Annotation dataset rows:
* * *
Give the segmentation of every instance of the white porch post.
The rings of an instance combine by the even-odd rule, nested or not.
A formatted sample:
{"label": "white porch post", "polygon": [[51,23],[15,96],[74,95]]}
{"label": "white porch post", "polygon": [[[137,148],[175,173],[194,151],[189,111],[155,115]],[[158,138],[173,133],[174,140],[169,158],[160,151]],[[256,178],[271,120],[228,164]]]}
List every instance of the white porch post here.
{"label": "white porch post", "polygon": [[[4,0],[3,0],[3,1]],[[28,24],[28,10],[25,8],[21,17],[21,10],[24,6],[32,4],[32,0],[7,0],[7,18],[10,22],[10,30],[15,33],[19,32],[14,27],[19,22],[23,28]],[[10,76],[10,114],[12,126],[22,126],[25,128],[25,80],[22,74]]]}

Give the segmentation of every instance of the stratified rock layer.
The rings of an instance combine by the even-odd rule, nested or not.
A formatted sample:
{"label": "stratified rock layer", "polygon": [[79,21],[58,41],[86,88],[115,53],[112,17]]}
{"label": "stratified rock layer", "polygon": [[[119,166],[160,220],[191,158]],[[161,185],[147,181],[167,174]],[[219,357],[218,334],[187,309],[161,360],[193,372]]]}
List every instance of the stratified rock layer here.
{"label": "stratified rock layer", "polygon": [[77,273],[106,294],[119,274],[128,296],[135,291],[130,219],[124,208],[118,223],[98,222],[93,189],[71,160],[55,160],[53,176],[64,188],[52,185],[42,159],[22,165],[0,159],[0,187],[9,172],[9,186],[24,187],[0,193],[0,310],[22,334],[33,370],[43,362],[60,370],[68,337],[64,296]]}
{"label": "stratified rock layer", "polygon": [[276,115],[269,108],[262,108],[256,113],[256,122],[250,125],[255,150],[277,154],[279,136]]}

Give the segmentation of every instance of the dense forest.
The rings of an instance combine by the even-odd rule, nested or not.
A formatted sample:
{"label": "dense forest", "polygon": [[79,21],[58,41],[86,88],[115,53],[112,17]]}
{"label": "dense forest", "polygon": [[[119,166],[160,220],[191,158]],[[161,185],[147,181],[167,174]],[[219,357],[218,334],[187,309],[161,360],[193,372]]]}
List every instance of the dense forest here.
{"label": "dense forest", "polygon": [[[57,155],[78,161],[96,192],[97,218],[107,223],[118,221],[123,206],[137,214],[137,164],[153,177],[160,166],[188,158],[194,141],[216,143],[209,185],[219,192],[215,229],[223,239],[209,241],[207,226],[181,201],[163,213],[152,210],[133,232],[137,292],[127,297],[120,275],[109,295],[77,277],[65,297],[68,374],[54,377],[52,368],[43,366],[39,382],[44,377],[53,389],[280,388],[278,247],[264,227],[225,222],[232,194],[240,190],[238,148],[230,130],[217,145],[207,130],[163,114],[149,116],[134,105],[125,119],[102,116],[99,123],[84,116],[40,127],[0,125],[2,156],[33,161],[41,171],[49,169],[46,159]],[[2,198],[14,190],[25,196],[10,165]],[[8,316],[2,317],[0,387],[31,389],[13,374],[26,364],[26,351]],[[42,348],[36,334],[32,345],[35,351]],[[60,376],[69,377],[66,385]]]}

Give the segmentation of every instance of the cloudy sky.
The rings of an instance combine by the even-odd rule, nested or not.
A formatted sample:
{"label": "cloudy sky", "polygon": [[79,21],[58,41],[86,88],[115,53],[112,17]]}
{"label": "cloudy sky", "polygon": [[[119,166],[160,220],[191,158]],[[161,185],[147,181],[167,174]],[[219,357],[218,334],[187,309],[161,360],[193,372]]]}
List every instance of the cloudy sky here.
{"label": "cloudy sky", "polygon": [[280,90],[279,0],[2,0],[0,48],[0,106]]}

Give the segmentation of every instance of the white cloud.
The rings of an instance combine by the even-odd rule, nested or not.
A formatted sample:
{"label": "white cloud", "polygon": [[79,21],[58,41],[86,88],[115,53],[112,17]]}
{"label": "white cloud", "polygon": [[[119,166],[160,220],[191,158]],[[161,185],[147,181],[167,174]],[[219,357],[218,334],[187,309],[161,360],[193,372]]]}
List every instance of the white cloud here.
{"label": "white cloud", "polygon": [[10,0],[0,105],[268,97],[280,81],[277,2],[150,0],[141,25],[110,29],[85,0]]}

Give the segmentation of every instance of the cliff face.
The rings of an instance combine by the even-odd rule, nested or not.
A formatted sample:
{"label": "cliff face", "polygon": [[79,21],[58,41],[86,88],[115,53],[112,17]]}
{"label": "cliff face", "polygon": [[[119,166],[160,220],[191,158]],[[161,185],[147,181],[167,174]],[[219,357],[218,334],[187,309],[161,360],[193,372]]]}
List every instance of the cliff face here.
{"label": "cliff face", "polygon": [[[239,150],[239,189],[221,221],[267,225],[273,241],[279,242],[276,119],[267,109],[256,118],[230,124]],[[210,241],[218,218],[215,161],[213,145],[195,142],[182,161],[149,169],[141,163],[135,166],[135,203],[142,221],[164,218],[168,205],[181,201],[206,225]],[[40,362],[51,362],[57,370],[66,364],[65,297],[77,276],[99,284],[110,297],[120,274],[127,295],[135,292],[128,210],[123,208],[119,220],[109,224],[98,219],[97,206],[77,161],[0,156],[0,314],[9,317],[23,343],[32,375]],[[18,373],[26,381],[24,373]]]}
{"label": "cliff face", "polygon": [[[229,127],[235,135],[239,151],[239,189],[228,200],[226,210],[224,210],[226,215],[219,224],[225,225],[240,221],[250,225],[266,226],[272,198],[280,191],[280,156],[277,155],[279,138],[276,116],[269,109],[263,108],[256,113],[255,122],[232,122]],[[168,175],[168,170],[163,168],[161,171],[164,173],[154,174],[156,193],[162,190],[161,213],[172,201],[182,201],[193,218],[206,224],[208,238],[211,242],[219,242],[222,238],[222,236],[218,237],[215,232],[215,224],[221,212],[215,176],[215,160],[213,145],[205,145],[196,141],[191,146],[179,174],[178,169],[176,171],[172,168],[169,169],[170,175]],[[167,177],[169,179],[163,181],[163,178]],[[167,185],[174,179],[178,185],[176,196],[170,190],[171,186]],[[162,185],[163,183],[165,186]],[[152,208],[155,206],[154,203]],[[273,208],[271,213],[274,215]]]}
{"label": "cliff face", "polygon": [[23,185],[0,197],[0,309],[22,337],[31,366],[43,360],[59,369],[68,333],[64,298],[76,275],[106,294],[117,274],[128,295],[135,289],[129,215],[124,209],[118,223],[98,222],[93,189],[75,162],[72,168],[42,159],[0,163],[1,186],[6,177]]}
* * *
WRITTEN REQUEST
Reproduce every row above verbatim, line for line.

OUTPUT
Give the segmentation of every instance of the white porch post.
The rings of an instance combine by the even-odd rule, nested or not.
A formatted sample:
{"label": "white porch post", "polygon": [[51,23],[15,96],[74,95]]}
{"label": "white porch post", "polygon": [[[137,148],[175,173],[194,151],[189,111],[155,115]],[[158,138],[173,133],[174,140],[169,158],[160,151]],[[256,178],[271,120],[228,164]]]}
List every instance of the white porch post here.
{"label": "white porch post", "polygon": [[[4,0],[3,0],[3,1]],[[28,24],[28,10],[25,8],[21,17],[21,10],[24,6],[32,4],[32,0],[7,0],[7,18],[10,22],[10,30],[15,33],[19,32],[14,27],[19,22],[23,28]],[[10,76],[10,114],[12,126],[22,126],[25,128],[25,80],[22,74]]]}

Give the segmentation of every instance of the stratified rock layer.
The rings of an instance combine by the even-odd rule, nested or not.
A formatted sample:
{"label": "stratified rock layer", "polygon": [[79,21],[58,41],[86,88],[115,53],[112,17]]}
{"label": "stratified rock layer", "polygon": [[[119,166],[160,220],[191,158]],[[161,185],[147,181],[167,174]],[[219,357],[218,334],[187,309],[161,360],[193,372]]]}
List every instance of the stratified rock layer here.
{"label": "stratified rock layer", "polygon": [[77,273],[106,294],[119,274],[128,296],[135,291],[130,219],[124,208],[118,223],[98,222],[93,189],[71,160],[55,160],[53,176],[64,188],[52,185],[42,159],[22,165],[0,159],[0,187],[9,172],[9,186],[24,187],[0,193],[0,310],[22,334],[33,370],[43,362],[60,370],[68,337],[64,296]]}
{"label": "stratified rock layer", "polygon": [[276,115],[269,108],[262,108],[256,113],[256,122],[250,125],[255,150],[277,154],[279,136]]}

Give the segmentation of every instance of the dense forest.
The rings of an instance combine by the even-odd rule, nested or not.
A formatted sample:
{"label": "dense forest", "polygon": [[79,21],[58,41],[86,88],[115,53],[112,17]]}
{"label": "dense forest", "polygon": [[[119,166],[160,220],[191,158]],[[161,185],[147,181],[167,174]],[[219,357],[218,334],[187,309],[161,360],[193,372]]]}
List every instance of the dense forest here.
{"label": "dense forest", "polygon": [[[57,155],[78,161],[96,192],[97,218],[107,223],[118,221],[123,206],[137,214],[137,164],[153,177],[160,166],[188,158],[194,141],[216,143],[209,185],[219,192],[215,229],[223,239],[209,241],[207,226],[181,201],[163,213],[152,210],[133,232],[137,292],[127,297],[120,275],[109,295],[77,277],[65,297],[68,374],[54,377],[52,368],[43,366],[39,382],[44,377],[53,389],[280,388],[278,247],[264,227],[225,222],[232,194],[240,190],[238,148],[230,130],[217,145],[207,130],[163,114],[149,116],[134,105],[125,119],[102,116],[99,123],[84,116],[40,127],[0,125],[2,156],[33,161],[41,171],[49,169],[46,159]],[[2,198],[14,190],[25,196],[10,165]],[[8,316],[2,317],[0,387],[31,389],[13,374],[26,364],[26,351]],[[42,348],[36,334],[32,345],[35,351]],[[60,376],[69,377],[66,385]]]}

Give the segmentation of every instance of the cloudy sky.
The rings of an instance combine by the even-odd rule, nested or not.
A formatted sample:
{"label": "cloudy sky", "polygon": [[79,21],[58,41],[86,88],[115,53],[112,17]]}
{"label": "cloudy sky", "polygon": [[[119,166],[160,220],[191,158]],[[161,185],[147,181],[167,174]],[[219,357],[218,334],[187,309],[161,360],[193,372]]]}
List every instance of the cloudy sky here.
{"label": "cloudy sky", "polygon": [[280,90],[279,0],[2,0],[0,48],[0,106]]}

Give the segmentation of every instance of the white cloud.
The rings of an instance combine by the even-odd rule, nested or not.
A formatted sample:
{"label": "white cloud", "polygon": [[79,21],[58,41],[86,88],[115,53],[112,17]]}
{"label": "white cloud", "polygon": [[[119,166],[160,220],[191,158]],[[161,185],[147,181],[167,174]],[[219,357],[218,334],[187,309],[161,360],[193,372]]]}
List every instance of the white cloud here.
{"label": "white cloud", "polygon": [[10,0],[0,105],[268,97],[280,81],[277,2],[150,0],[141,25],[110,29],[85,0]]}

Give the segmentation of every instance of the cliff face.
The rings of an instance combine by the even-odd rule, nested or not.
A formatted sample:
{"label": "cliff face", "polygon": [[79,21],[58,41],[86,88],[115,53],[112,17]]}
{"label": "cliff face", "polygon": [[[119,166],[160,220],[191,158]],[[161,185],[147,181],[167,174]],[[219,357],[218,334],[187,309],[161,360],[193,372]]]}
List every instance of the cliff face here.
{"label": "cliff face", "polygon": [[[239,150],[239,189],[221,221],[267,225],[273,241],[279,242],[276,119],[267,109],[256,118],[230,124]],[[210,241],[218,218],[215,161],[213,145],[195,142],[182,161],[149,169],[141,163],[135,166],[135,203],[142,221],[164,218],[168,205],[181,201],[206,225]],[[40,362],[51,362],[57,370],[66,364],[65,297],[77,276],[99,284],[110,297],[120,274],[127,295],[135,292],[128,210],[123,208],[119,220],[109,224],[98,219],[97,206],[77,161],[0,156],[0,314],[9,317],[23,343],[32,375]],[[18,373],[26,381],[24,373]]]}
{"label": "cliff face", "polygon": [[[229,127],[235,135],[239,151],[239,189],[228,200],[226,210],[224,210],[226,215],[219,224],[225,225],[240,221],[250,225],[266,226],[272,198],[280,191],[280,156],[277,155],[279,138],[276,116],[269,109],[263,108],[256,113],[255,122],[232,122]],[[168,175],[168,170],[163,168],[161,171],[164,173],[154,174],[156,193],[162,190],[161,213],[172,201],[182,201],[193,218],[206,224],[208,238],[211,242],[219,242],[222,238],[222,236],[218,237],[215,232],[215,224],[221,212],[215,176],[215,160],[213,145],[205,145],[196,141],[191,146],[179,174],[178,169],[176,171],[172,168],[169,169],[170,175]],[[167,177],[169,179],[163,181],[163,178]],[[167,185],[174,179],[178,185],[176,196],[170,190],[171,186]],[[162,185],[163,183],[165,186]],[[152,208],[155,206],[154,203]],[[273,208],[271,213],[274,215]]]}
{"label": "cliff face", "polygon": [[23,185],[0,197],[0,309],[22,337],[31,366],[43,360],[59,369],[68,333],[64,298],[76,275],[106,294],[117,274],[128,295],[135,289],[129,215],[124,209],[118,223],[98,222],[93,189],[75,162],[72,168],[42,159],[0,163],[1,186],[6,177]]}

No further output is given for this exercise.